▸ HOW TO COMPLETE THIS TASK
Output exactly the lines of the listing below that run from the line with "target: rustic wooden" through the line with "target: crowd of". No pictures.

▸ GIVEN INFORMATION
==============================

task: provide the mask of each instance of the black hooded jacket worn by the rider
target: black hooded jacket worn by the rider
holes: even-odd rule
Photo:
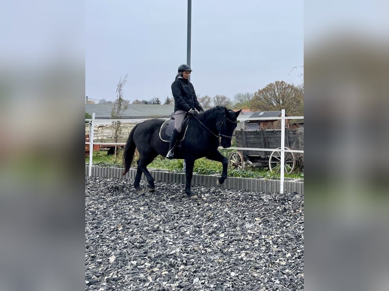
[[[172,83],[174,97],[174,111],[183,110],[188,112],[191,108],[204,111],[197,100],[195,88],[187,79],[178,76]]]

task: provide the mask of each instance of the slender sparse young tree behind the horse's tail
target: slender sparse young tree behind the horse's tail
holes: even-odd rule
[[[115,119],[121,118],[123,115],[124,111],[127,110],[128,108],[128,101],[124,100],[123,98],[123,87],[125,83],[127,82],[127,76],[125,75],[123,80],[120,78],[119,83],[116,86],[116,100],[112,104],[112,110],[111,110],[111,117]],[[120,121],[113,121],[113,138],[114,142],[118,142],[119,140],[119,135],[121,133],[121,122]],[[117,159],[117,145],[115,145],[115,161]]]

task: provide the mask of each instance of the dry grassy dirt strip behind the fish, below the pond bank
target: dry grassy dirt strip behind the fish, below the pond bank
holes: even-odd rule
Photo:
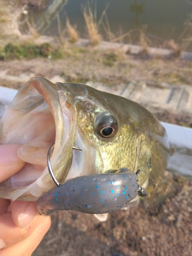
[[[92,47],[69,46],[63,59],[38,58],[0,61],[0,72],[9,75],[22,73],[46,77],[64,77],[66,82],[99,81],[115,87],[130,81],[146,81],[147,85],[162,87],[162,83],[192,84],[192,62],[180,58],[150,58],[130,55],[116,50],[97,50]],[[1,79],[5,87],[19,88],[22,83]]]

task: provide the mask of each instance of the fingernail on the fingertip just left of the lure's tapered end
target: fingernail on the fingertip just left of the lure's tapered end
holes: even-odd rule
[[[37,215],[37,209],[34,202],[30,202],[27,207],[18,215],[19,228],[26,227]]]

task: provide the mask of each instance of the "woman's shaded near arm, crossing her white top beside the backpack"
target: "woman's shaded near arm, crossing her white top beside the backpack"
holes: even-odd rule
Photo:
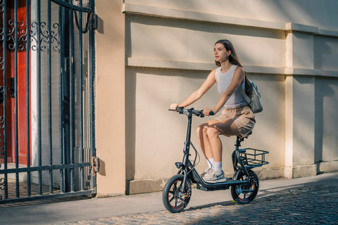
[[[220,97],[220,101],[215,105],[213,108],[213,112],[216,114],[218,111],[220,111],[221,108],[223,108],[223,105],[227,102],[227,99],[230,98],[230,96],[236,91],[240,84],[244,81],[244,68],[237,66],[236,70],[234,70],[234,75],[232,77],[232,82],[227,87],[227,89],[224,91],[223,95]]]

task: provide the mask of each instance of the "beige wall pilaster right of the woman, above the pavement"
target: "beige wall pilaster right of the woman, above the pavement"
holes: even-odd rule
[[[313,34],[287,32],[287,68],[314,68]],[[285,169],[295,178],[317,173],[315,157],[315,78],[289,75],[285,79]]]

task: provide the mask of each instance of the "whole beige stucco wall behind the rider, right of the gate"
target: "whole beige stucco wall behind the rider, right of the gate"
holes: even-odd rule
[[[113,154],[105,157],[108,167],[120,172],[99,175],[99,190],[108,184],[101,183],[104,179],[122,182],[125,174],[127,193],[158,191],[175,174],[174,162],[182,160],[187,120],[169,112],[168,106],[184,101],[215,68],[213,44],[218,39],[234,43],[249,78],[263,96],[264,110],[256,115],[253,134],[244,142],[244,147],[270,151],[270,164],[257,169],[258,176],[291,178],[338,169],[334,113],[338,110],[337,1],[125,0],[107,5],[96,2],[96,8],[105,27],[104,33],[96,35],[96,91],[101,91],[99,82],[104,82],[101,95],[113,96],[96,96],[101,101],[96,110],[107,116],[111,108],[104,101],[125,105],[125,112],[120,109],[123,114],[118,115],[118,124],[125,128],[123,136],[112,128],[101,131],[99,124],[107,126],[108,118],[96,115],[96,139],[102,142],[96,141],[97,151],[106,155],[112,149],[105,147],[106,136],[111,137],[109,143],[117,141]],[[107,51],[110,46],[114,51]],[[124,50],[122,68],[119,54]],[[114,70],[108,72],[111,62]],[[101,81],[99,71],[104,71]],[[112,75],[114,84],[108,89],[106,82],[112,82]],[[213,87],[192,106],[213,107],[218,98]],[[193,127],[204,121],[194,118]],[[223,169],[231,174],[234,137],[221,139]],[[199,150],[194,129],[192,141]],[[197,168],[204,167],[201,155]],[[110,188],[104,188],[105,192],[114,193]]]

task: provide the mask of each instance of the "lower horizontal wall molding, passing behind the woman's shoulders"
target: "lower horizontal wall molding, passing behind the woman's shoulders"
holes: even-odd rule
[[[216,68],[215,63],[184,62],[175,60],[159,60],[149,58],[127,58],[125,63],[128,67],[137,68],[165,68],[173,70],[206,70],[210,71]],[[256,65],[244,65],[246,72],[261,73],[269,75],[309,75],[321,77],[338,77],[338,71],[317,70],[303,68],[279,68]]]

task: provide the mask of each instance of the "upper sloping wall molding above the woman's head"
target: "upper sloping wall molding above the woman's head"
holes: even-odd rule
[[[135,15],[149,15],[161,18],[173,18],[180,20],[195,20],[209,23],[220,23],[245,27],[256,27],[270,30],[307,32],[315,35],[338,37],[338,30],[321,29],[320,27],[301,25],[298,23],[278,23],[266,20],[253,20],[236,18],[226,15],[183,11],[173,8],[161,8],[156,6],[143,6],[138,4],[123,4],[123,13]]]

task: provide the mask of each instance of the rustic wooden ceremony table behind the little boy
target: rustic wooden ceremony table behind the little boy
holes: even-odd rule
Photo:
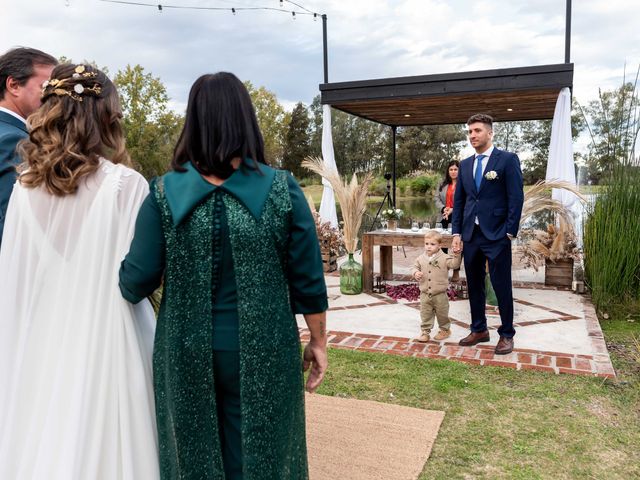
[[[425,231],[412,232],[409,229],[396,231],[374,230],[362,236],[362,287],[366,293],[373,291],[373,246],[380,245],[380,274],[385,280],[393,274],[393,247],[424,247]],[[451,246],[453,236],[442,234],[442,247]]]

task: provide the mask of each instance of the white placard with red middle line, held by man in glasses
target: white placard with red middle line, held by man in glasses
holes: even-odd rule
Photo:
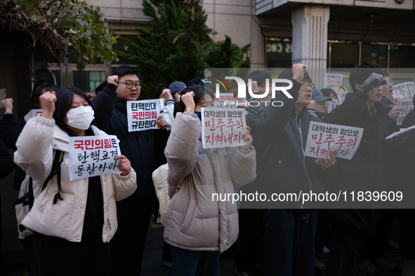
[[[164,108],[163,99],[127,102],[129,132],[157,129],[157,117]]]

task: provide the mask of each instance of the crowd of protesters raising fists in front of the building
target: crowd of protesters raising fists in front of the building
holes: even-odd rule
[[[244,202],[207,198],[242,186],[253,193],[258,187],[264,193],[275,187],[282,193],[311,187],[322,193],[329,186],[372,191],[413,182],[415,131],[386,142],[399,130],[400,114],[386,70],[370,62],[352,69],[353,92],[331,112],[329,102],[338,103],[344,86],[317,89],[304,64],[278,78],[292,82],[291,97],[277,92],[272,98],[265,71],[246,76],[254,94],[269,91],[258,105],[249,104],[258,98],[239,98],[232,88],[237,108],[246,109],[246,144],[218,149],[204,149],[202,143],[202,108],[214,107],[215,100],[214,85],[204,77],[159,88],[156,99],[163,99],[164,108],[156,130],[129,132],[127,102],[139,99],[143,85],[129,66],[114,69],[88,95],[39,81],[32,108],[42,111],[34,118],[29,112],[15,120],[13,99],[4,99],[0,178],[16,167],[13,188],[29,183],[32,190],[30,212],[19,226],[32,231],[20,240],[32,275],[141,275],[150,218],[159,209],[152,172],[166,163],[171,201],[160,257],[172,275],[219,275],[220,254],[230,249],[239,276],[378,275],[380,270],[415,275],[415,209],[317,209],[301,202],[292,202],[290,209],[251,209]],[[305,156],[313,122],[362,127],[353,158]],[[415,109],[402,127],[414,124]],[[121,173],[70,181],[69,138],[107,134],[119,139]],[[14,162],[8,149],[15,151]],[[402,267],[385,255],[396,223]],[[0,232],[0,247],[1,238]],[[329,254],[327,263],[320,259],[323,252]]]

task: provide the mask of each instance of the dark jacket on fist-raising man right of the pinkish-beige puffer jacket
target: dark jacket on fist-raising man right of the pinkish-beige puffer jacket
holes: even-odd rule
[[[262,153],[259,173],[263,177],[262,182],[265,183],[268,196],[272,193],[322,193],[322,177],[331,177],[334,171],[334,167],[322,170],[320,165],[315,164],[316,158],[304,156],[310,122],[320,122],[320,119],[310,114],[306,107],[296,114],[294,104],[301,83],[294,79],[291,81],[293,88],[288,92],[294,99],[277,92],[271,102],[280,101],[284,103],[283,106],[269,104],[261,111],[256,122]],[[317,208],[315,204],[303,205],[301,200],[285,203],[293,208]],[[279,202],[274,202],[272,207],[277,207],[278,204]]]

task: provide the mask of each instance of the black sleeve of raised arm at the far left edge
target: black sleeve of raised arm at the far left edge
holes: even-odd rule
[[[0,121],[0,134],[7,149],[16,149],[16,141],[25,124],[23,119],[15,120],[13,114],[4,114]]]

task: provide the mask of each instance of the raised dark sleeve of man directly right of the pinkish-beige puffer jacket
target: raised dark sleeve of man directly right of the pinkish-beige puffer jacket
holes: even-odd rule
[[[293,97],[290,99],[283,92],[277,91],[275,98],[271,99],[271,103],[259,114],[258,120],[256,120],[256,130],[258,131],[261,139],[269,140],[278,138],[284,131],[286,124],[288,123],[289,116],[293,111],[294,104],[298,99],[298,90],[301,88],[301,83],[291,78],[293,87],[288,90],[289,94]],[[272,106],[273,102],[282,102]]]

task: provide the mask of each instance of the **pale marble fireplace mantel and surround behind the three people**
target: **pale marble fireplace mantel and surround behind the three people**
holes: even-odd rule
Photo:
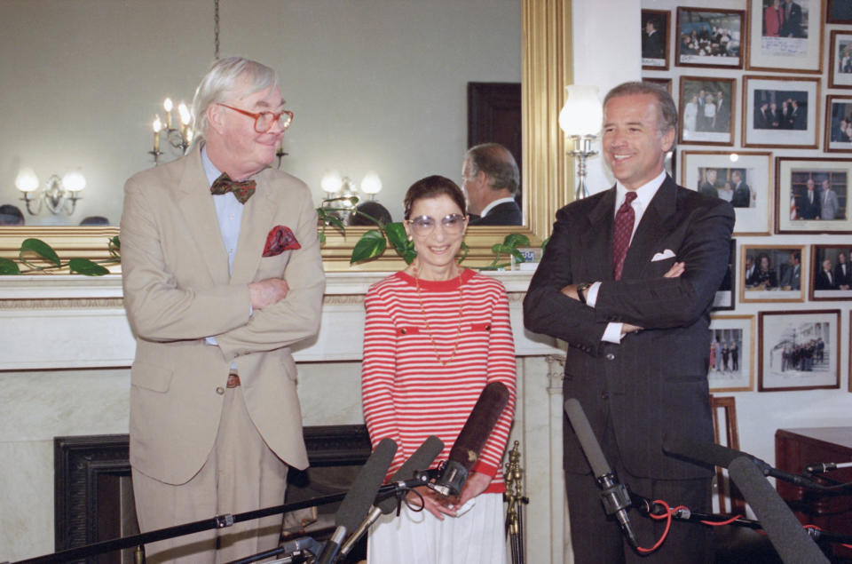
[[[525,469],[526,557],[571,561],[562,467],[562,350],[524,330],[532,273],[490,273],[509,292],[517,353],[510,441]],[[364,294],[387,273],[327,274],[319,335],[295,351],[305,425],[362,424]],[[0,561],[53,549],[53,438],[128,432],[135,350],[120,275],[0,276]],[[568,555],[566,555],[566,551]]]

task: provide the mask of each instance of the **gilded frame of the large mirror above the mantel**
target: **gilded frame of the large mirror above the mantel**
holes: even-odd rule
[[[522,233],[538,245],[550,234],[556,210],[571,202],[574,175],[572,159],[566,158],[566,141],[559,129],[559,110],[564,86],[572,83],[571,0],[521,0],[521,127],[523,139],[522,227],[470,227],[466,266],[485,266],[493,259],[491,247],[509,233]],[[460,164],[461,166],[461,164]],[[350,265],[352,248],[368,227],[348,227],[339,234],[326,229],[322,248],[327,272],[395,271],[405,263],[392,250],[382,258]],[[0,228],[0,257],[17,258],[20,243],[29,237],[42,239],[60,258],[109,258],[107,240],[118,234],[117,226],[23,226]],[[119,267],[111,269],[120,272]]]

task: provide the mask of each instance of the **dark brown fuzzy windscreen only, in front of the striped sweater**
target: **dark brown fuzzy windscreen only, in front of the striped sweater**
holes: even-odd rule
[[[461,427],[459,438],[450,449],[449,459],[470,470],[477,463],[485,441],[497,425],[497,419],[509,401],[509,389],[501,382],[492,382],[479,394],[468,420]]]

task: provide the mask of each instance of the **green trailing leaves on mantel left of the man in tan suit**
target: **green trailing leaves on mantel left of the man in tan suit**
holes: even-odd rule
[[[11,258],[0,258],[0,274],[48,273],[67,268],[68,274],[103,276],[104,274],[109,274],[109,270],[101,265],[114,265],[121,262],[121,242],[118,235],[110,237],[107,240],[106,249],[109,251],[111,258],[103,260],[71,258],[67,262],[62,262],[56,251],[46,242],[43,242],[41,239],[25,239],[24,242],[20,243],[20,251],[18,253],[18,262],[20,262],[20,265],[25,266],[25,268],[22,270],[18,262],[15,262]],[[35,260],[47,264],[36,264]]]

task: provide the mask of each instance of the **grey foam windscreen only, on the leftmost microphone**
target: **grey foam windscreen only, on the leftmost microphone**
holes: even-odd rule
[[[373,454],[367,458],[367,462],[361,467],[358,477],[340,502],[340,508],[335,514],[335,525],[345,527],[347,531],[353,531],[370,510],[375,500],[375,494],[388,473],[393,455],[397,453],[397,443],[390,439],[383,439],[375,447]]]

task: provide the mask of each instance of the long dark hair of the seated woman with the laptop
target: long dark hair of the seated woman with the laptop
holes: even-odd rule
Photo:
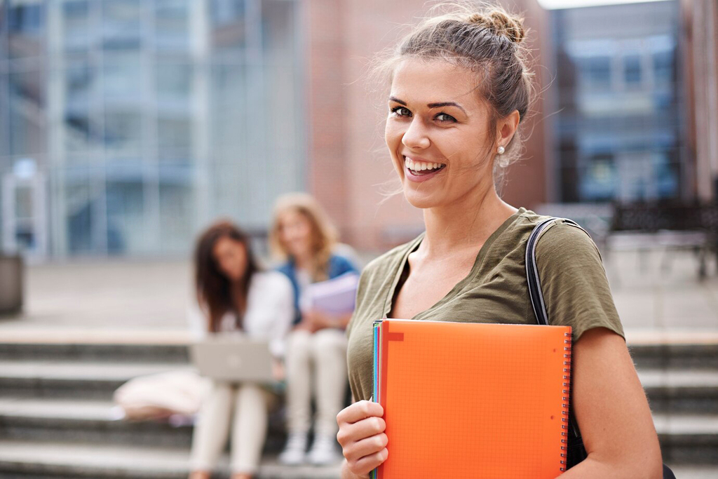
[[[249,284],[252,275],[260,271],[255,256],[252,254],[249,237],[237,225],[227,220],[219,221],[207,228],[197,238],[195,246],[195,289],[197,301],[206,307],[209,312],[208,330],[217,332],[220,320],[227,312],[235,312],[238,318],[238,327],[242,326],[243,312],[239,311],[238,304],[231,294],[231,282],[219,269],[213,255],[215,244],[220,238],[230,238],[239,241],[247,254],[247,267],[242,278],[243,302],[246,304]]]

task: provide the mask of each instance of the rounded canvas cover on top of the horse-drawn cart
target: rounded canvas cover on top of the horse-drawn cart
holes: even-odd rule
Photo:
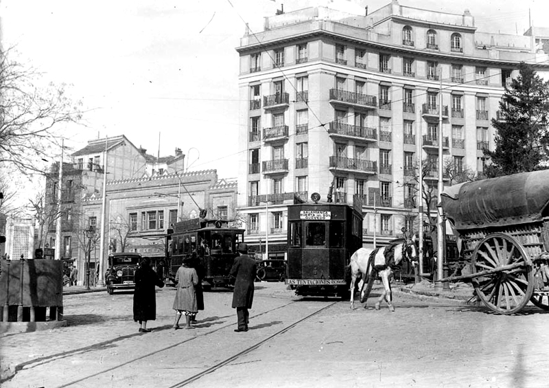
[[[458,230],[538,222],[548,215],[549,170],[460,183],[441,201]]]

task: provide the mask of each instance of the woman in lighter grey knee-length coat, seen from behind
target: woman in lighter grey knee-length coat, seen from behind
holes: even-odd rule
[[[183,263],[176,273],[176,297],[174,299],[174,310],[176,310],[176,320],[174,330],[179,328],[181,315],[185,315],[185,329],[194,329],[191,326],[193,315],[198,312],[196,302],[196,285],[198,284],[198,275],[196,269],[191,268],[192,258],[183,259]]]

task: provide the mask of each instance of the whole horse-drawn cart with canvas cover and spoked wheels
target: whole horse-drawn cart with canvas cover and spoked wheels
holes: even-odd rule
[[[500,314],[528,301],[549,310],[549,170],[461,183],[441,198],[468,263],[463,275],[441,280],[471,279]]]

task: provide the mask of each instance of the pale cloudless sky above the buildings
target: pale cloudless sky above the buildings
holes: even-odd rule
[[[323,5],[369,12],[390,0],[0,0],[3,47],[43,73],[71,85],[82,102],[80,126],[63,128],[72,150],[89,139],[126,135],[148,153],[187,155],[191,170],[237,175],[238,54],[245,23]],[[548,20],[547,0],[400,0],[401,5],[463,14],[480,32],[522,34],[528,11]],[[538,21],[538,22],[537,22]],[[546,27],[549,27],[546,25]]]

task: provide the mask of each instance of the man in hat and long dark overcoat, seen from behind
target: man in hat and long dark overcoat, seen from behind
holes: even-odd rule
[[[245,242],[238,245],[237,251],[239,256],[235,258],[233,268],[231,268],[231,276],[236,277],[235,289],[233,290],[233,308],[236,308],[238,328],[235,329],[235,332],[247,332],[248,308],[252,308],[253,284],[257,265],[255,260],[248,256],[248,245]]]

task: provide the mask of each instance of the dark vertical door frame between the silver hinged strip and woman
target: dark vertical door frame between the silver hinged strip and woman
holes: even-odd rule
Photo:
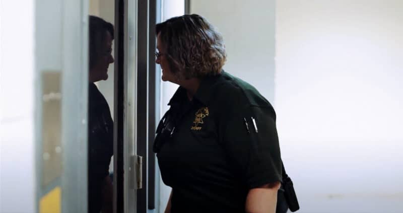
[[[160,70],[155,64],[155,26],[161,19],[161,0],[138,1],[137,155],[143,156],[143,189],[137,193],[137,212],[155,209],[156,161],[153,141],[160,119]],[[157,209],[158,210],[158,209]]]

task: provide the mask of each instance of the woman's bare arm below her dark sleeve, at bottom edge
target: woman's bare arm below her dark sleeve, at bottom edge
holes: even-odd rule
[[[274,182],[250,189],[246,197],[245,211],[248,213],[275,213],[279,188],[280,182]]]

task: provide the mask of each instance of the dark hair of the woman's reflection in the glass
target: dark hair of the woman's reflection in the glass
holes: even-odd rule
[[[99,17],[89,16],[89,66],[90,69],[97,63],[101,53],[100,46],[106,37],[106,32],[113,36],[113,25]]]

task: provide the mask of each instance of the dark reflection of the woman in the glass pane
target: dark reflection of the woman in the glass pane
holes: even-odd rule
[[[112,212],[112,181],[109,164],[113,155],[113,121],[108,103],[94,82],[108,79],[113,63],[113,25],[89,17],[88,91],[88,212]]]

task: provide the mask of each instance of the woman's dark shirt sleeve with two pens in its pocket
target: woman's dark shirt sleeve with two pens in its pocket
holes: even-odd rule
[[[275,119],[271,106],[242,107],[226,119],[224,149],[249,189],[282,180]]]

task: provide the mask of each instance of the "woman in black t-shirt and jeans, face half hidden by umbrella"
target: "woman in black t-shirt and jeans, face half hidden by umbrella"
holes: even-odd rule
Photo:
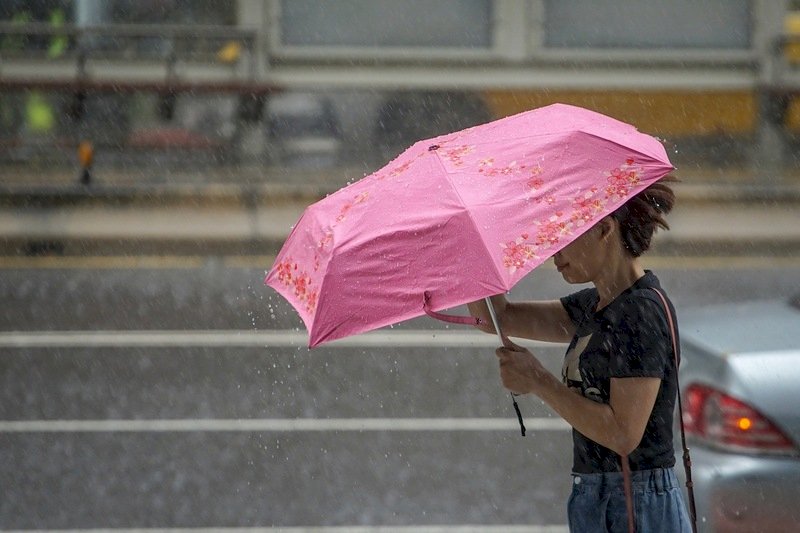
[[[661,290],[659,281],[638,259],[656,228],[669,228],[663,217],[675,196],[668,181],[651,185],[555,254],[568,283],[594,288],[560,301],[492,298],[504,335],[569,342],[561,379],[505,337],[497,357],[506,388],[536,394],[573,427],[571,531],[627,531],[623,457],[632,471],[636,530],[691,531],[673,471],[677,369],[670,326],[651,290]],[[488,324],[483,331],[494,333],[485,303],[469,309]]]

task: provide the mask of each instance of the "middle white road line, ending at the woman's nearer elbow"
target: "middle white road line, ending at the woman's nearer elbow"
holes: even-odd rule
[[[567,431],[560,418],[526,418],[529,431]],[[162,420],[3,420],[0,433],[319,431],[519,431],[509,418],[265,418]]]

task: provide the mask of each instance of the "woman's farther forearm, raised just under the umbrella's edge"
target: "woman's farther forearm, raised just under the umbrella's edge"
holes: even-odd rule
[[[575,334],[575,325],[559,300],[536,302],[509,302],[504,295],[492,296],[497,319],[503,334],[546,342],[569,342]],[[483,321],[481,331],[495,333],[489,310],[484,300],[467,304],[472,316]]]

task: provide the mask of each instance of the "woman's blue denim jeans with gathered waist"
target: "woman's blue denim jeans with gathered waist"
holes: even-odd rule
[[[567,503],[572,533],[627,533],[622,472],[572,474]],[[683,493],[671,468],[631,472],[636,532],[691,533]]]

==============================

▸ RESPONSE AREA
target: rustic wooden ceremony table behind the little boy
holes: even-odd rule
Photo:
[[[425,231],[412,232],[409,229],[396,231],[374,230],[362,236],[362,287],[366,293],[373,291],[373,246],[380,245],[380,274],[385,280],[393,274],[393,247],[424,247]],[[451,246],[453,236],[442,234],[442,247]]]

task: provide the mask of each instance of the white placard with red middle line, held by man in glasses
target: white placard with red middle line, held by man in glasses
holes: even-odd rule
Photo:
[[[164,108],[163,99],[127,102],[129,132],[157,129],[157,117]]]

task: provide the mask of each instance of the crowd of protesters raising fists in front of the building
target: crowd of protesters raising fists in front of the building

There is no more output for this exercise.